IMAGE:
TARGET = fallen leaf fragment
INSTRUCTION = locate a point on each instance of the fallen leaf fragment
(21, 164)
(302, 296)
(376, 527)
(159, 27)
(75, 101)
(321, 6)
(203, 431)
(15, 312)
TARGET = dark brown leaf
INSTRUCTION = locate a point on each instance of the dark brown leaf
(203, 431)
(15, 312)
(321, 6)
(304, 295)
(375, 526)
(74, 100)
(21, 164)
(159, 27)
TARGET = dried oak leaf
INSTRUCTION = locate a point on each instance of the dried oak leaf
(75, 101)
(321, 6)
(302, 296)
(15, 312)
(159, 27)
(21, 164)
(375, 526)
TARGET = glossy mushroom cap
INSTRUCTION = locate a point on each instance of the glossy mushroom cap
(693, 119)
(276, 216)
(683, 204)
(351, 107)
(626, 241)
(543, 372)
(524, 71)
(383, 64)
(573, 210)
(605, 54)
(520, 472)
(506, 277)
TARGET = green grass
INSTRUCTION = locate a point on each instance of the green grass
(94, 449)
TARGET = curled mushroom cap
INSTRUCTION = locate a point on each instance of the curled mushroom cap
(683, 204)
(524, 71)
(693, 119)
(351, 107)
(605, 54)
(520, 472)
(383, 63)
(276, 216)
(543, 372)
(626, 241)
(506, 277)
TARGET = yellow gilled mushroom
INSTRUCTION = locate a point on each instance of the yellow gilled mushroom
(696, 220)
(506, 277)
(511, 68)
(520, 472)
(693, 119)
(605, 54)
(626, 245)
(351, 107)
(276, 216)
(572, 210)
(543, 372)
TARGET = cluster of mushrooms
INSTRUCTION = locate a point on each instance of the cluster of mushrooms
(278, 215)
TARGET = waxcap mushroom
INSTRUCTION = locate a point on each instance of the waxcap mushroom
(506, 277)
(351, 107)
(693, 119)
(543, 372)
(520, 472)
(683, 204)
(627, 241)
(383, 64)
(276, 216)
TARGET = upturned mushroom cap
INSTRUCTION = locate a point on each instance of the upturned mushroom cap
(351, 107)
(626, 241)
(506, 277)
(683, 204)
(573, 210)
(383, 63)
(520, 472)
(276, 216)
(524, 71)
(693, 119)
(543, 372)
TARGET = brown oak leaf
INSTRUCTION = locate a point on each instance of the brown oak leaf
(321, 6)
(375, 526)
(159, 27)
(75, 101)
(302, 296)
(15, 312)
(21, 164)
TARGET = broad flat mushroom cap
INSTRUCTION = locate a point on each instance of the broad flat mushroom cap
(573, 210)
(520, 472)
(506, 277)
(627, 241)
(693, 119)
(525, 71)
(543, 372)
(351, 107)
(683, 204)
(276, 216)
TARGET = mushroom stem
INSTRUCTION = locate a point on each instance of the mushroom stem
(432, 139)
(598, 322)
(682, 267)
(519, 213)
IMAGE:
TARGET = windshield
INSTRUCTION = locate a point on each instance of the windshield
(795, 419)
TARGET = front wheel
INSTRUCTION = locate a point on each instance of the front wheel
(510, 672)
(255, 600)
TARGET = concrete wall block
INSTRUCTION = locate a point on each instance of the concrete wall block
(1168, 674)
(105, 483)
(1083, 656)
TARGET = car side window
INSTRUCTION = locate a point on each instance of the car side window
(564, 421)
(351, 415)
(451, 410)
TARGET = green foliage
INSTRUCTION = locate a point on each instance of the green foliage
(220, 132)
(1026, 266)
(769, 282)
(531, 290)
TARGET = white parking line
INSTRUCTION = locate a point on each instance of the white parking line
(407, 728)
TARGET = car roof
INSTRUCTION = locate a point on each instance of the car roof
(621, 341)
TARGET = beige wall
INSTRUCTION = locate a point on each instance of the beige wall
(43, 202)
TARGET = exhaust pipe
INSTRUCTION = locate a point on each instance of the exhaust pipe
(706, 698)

━━━━

== JOB ==
Each record should come back exactly as written.

== FULL RESPONSE ==
IMAGE:
TARGET = fallen leaf fragment
INSTRUCTION = locate a point on each instance of the fallen leaf fragment
(21, 164)
(302, 296)
(376, 527)
(159, 27)
(75, 101)
(321, 6)
(203, 431)
(15, 312)
TARGET = dark brown leaf
INSTRUCTION = locate a point on each instance of the dark brown leaf
(203, 431)
(15, 312)
(321, 6)
(304, 295)
(375, 526)
(74, 100)
(21, 164)
(159, 27)
TARGET = dried oak leaf
INSTRUCTION = locate a point on each instance of the dried oak leaf
(75, 101)
(321, 6)
(302, 296)
(15, 312)
(159, 27)
(21, 164)
(375, 526)
TARGET = glossy mushroom cap
INSTRUCTION = locate a point on each instance of the glossy mushroom cap
(693, 119)
(276, 216)
(683, 204)
(351, 107)
(626, 241)
(543, 372)
(524, 71)
(383, 64)
(573, 210)
(605, 54)
(520, 472)
(506, 277)
TARGET = green grass
INSTRUCTION = locate a point on each instance of the green grass
(94, 449)
TARGET = curled mushroom cap
INSTRUCTION = locate a point on each instance of the curled mushroom cap
(683, 204)
(524, 71)
(693, 119)
(351, 107)
(605, 54)
(520, 472)
(383, 63)
(276, 216)
(543, 372)
(626, 241)
(506, 277)
TARGET = yellow gilled mushroom
INSTRUCTION = locate a point on each instance of the yellow gilled mushroom
(696, 220)
(506, 277)
(511, 68)
(520, 472)
(693, 119)
(605, 54)
(626, 245)
(351, 107)
(276, 216)
(572, 210)
(543, 372)
TARGET = cluster of mushrooms
INSTRUCTION = locate a point on each instance of the cluster of mushrooms
(278, 215)
TARGET = waxcap mushroom
INSTRUCTION = locate a point on each instance of the waxcap mushroom
(506, 277)
(351, 107)
(693, 119)
(543, 372)
(520, 472)
(683, 204)
(627, 241)
(383, 64)
(276, 216)
TARGET = upturned mushroom cap
INSTRUCTION = locate a point on each instance of the upturned mushroom cap
(351, 107)
(626, 241)
(506, 277)
(683, 204)
(573, 210)
(383, 63)
(520, 472)
(276, 216)
(524, 71)
(693, 119)
(543, 372)
TARGET = brown oak leaf
INSTRUCTION = locate a point on each instance of the brown oak leaf
(321, 6)
(375, 526)
(159, 27)
(75, 101)
(302, 296)
(15, 312)
(21, 164)
TARGET = broad flat mushroom cap
INSTRUCTION = locate a point on each instance of the broad flat mushroom cap
(573, 210)
(520, 472)
(506, 277)
(627, 241)
(693, 119)
(525, 71)
(543, 372)
(351, 107)
(683, 204)
(276, 216)
TARGET = mushroom stem
INSTRUCTION = locate a point on each instance of the mushroom stem
(432, 139)
(598, 322)
(682, 267)
(519, 213)
IMAGE:
TARGET = windshield
INSTRUCTION = locate a point on each instance of the windshield
(795, 419)
TARGET = front wheel
INSTRUCTION = locate a point on each instance of the front wheel
(510, 672)
(255, 600)
TARGET = concrete wall block
INSTRUCTION = locate a point on each instance of the concrete wall block
(1168, 674)
(105, 483)
(1083, 656)
TARGET = car side window
INSTRUCTION = locate a point on each instance of the car side window
(564, 421)
(351, 415)
(451, 410)
TARGET = green foliage
INSTRUCTION = locate a point on each instance of the green foliage
(220, 132)
(1026, 266)
(769, 282)
(531, 290)
TARGET = white parking line
INSTRUCTION = locate a point on each instance of the white parking line
(407, 728)
TARGET = car roof
INSTRUCTION = locate a point on each instance of the car roof
(621, 341)
TARGET = beige wall
INSTRUCTION = locate a point on each instance of the beige wall
(43, 202)
TARGET = exhaust pipe
INSTRUCTION = locate a point on each instance of the exhaust pipe
(706, 698)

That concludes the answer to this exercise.